— start TEXT TO READ —

Playing Atari with Deep Reinforcement Learning
My summary (still a draft) of the paper Playing Atari with Deep Reinforcement Learning by Volodymyr Mnih, Koray Kavukcuoglu, David Silver, Alex Graves, Ioannis Antonoglou, Daan Wierstra, Martin Riedmiller
Overview
In late 2013, DeepMind researchers published a Reinforcement Learning approach to playing Atari games with AI called Deep Q-Network (DQN). This was one of the first approaches to game playing could successfully "learn control policies" (i.e. play games), only from observing the raw pixels from the game, thanks to recent advanced in deep learning.

This paper was published about one month before Google announced it would acquire DeepMind in January 2014.
In this article, I'm going to walk through the architecture they described in the paper, and attempt to implement it using MLX (which is a library I've been meaning to play with).
High-Level
The paper describes a CNN architecture that inputs game frames as raw pixels, and outputs predicted future rewards (i.e. the game score) for each available action (i.e. move up, move left, etc).
A naive approach to processing frames from the games could be to process a sequential batch of frames at each training step. However, these frames would be strongly correlated. Instead, they used a technique, from a 1993 attempt to train a robotic policy using neural networks, called Experience Replay, which effectively stores a history of game states, their corresponding score (rewards) from action taken, and samples from this each training step.
In practice, the agent plays randomly for a bit, gets the rewards throughout the game, and then uses a neural network to predict the rewards. As the model trains, the agent increasingly uses the model to take the optimal action, which balances exploiting and exploring.
The paper was also made possible thanks to the The Arcade Learning Environment (ALE), released a year prior, which provides an evaluation methodology and toolkit for testing RL agents in Atari games. They test 7 Atari 2600 games, outperforming all previous approaches, and human experts on three games.

— end TEXT TO READ —

SHORT TASK A:
Translate this sentence from the Atari paper summary into Spanish: "This paper was published about one month before Google announced it would acquire DeepMind in January 2014."
The listing after this point is unrelated to the Atari paper summary.

— start INPUT ROWS —

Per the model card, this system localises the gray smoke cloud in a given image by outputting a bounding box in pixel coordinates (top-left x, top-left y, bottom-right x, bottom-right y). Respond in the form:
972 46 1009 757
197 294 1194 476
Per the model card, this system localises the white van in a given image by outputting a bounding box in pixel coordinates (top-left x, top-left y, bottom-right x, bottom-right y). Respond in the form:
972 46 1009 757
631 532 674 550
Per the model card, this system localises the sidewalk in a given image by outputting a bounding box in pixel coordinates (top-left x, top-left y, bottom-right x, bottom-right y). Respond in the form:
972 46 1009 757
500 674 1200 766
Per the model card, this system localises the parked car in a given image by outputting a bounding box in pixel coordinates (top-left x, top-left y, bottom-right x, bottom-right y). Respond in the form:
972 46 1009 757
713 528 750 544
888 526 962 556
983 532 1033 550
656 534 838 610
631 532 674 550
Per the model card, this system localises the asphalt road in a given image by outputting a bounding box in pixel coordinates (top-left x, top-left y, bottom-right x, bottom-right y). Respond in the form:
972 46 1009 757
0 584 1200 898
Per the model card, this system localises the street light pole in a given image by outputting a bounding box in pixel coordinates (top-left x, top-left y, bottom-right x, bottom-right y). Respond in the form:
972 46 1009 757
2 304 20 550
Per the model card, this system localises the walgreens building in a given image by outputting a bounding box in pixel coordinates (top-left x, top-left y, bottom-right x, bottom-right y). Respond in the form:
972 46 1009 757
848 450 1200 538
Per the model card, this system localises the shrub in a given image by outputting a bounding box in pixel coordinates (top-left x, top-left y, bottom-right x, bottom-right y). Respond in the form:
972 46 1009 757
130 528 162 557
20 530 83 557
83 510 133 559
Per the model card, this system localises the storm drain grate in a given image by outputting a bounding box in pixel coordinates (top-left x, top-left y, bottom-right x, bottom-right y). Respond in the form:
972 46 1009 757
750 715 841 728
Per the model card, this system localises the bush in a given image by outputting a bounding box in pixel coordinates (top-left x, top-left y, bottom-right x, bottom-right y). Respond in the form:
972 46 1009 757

— end INPUT ROWS —

SHORT TASK B:
Pick out every line of the listing that contains the word "coordinates", and copy each of those lines.

FULL ANSWER A:
Este artículo se publicó aproximadamente un mes antes de que Google anunciara que adquiriría DeepMind en enero de 2014.

FULL ANSWER B:
Per the model card, this system localises the gray smoke cloud in a given image by outputting a bounding box in pixel coordinates (top-left x, top-left y, bottom-right x, bottom-right y). Respond in the form:
Per the model card, this system localises the white van in a given image by outputting a bounding box in pixel coordinates (top-left x, top-left y, bottom-right x, bottom-right y). Respond in the form:
Per the model card, this system localises the sidewalk in a given image by outputting a bounding box in pixel coordinates (top-left x, top-left y, bottom-right x, bottom-right y). Respond in the form:
Per the model card, this system localises the parked car in a given image by outputting a bounding box in pixel coordinates (top-left x, top-left y, bottom-right x, bottom-right y). Respond in the form:
Per the model card, this system localises the asphalt road in a given image by outputting a bounding box in pixel coordinates (top-left x, top-left y, bottom-right x, bottom-right y). Respond in the form:
Per the model card, this system localises the street light pole in a given image by outputting a bounding box in pixel coordinates (top-left x, top-left y, bottom-right x, bottom-right y). Respond in the form:
Per the model card, this system localises the walgreens building in a given image by outputting a bounding box in pixel coordinates (top-left x, top-left y, bottom-right x, bottom-right y). Respond in the form:
Per the model card, this system localises the shrub in a given image by outputting a bounding box in pixel coordinates (top-left x, top-left y, bottom-right x, bottom-right y). Respond in the form:
Per the model card, this system localises the storm drain grate in a given image by outputting a bounding box in pixel coordinates (top-left x, top-left y, bottom-right x, bottom-right y). Respond in the form:
Per the model card, this system localises the bush in a given image by outputting a bounding box in pixel coordinates (top-left x, top-left y, bottom-right x, bottom-right y). Respond in the form:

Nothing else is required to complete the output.